Your tasks:
a. Echo back everything in the C-Tracks passage below, from "We will not" down to "all eligible MLPs.".
b. According to the C-Tracks passage below, over what period is each of the Index's fundamental factors measured?

Text provided:
◆ ◆ ◆ ◆
For C-Tracks issued or treated as issued after January 1, 2017, we generally intend to treat each coupon payment on the C-Tracks as the payment of a dividend equivalent under Section 871(m) that is subject to withholding at a rate of up to 30%.  However, because of the uncertainty described above, the IRS or other withholding agents may take the position that additional tax applies to payments on the C-Tracks.  Even if your C-Track was issued before 2017 and therefore "grandfathered" with respect to Section 871(m) withholding, withholding agents may not distinguish between C-Tracks issued prior to 2017 and those issued thereafter, and as a result your C-Tracks may be treated as subject to withholding under Section 871(m).  Moreover, the withholding regime applicable to FDAP Income would potentially apply in that case, and as a result coupon payments received by a Non-U.S. Holder would likely be subject to withholding at rates of up to 30%. Finally, alternative treatments of the C-Tracks could potentially subject a Non-U.S. Holder to different amounts of withholding or income taxes.  As a result, the consequences of holding C-Tracks to a Non-U.S. Holder are unclear and could be adverse.

We will not be required to pay any additional amounts in respect of any withholding taxes.  You should consult your tax adviser about the possible application of withholding tax to the C-Tracks in your circumstances.

 

Risk Factors Relating to the Index

  • The Index methodology may not be effective in predicting the future performance of the MLPs it selects. In fact, the efficient market hypothesis is a well-known theory in academic financial literature that states it is impossible to choose investments that outperform the market, because the market is efficient and current asset prices reflect all available relevant information. If true, the efficient market hypothesis implies that the fundamental factors used by the Index methodology should not be accurate predictors of an MLP’s future performance and that the Index may perform no better than a random allocation among all eligible MLPs.
  • The measures of the fundamental factors used to select the Index constituents may not be the most accurate measures of those factors as predictive tools. The particular measures of distribution growth, estimated capital expenditures and distribution coverage used by the Index may not be the most accurate measures of those factors as predictive tools. For example, each of these factors is measured over a period of one year. A longer or shorter observation period may have been a more accurate measure of the relevant factors and may have improved its analytical value in the selection process. It may also be the case that historical, rather than estimated, capital expenditures or net income, rather than EBITDA, would have been better measures to use in the determination of the relevant fundamental factors. These are just a few examples of alternative methods for measuring the fundamental factors used to select the Index constituents that may have been better predictors of the future performance of MLPs.
  • The Index methodology may not effectively apply the fundamental factors used to select the Index constituents. Because other filters are applied to the potential Index constituents during the Index constituent selection process, the effectiveness of applying the fundamental factors as selection criteria may be diminished. For example, the methodology may exclude certain MLPs based on their market capitalization that would have otherwise been included in the Index based on their distribution growth, estimated capital expenditures or distribution coverage. There may also be MLPs that would have been selected according to the relevant fundamental factors, but nevertheless may be excluded because they are not midstream MLPs. The order in which the fundamental factors are applied to the large-cap and mid- and small-cap groups of MLPs may also cause certain MLPs to be excluded from the Index that would have otherwise performed well.
◆ ◆ ◆ ◆
Extracted information:
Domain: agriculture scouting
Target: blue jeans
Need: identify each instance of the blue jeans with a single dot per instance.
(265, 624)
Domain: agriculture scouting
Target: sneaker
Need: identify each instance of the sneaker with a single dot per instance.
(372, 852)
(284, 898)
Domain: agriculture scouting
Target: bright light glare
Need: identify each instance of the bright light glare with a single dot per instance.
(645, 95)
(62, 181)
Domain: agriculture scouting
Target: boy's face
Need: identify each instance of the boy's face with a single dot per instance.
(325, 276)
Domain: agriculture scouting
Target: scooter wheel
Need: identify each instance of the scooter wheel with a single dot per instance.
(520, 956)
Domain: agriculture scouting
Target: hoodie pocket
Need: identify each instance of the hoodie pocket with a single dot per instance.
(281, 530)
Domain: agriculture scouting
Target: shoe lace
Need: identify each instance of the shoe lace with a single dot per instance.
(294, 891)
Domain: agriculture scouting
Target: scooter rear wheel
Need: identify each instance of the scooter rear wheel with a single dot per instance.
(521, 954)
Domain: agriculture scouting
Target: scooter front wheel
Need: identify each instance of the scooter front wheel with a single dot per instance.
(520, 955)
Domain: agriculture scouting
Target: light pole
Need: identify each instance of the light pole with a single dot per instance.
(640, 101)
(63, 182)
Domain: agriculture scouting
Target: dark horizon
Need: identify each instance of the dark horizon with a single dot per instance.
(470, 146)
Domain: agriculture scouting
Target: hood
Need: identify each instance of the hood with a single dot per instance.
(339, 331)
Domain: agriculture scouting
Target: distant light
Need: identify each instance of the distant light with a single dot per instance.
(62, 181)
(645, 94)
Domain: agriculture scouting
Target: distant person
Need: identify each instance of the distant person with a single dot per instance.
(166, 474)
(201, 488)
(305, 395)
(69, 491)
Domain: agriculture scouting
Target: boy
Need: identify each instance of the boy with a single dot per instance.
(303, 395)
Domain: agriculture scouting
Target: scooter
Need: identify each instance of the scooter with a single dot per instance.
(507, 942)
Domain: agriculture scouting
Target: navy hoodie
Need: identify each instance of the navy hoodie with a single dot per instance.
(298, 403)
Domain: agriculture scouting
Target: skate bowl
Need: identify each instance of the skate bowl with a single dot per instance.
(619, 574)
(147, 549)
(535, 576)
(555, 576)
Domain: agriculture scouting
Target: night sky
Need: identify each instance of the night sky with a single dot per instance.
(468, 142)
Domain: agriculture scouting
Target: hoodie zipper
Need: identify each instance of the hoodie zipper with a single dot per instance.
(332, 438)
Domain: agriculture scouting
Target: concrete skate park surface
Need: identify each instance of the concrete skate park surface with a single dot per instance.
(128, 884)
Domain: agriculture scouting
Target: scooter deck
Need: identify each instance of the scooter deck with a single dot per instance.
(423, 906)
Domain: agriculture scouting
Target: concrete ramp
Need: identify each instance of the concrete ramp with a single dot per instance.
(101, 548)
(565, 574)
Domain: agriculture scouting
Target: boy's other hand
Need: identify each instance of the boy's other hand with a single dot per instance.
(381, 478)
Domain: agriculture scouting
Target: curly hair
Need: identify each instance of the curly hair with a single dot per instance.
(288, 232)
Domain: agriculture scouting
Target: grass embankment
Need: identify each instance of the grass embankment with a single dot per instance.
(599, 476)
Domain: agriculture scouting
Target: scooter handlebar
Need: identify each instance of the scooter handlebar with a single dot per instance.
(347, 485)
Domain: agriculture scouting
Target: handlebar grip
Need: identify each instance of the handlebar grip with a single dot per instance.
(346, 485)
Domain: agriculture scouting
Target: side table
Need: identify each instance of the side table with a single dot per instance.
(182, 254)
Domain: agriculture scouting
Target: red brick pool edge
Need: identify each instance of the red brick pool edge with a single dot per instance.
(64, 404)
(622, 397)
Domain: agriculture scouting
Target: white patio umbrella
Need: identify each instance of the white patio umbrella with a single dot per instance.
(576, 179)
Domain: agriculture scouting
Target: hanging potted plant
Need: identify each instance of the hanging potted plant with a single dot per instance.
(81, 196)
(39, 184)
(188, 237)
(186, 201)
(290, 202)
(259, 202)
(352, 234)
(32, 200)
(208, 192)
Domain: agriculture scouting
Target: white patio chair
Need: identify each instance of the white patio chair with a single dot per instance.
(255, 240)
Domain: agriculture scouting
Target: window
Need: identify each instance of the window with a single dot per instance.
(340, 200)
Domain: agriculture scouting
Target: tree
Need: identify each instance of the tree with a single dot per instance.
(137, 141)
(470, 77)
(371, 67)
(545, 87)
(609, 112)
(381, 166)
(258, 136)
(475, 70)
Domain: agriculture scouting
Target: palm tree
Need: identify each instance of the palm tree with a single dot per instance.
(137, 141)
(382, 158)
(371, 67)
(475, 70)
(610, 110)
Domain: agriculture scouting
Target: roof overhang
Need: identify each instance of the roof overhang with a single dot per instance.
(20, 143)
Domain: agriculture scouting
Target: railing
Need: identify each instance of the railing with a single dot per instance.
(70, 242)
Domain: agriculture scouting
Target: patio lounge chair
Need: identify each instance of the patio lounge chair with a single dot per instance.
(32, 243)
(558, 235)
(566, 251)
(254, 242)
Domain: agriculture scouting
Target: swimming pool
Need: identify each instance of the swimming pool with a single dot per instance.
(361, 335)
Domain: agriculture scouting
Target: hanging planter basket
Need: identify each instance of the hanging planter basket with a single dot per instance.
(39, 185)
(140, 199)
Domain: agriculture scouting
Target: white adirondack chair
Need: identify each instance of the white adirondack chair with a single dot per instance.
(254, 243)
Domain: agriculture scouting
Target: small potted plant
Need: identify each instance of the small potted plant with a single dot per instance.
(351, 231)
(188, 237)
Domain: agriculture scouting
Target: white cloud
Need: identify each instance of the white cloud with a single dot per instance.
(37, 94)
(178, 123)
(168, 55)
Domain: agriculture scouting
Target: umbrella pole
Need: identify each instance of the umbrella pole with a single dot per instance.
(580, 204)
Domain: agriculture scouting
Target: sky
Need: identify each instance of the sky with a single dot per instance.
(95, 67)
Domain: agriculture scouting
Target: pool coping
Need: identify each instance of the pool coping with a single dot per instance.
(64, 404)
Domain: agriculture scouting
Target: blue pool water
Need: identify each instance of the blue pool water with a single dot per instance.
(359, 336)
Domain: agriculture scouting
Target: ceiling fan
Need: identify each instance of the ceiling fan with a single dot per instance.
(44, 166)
◆ ◆ ◆ ◆
Solutions to each task:
a.
We will not be required to pay any additional amounts in respect of any withholding taxes.  You should consult your tax adviser about the possible application of withholding tax to the C-Tracks in your circumstances.

 

Risk Factors Relating to the Index

  • The Index methodology may not be effective in predicting the future performance of the MLPs it selects. In fact, the efficient market hypothesis is a well-known theory in academic financial literature that states it is impossible to choose investments that outperform the market, because the market is efficient and current asset prices reflect all available relevant information. If true, the efficient market hypothesis implies that the fundamental factors used by the Index methodology should not be accurate predictors of an MLP’s future performance and that the Index may perform no better than a random allocation among all eligible MLPs.

b. One year.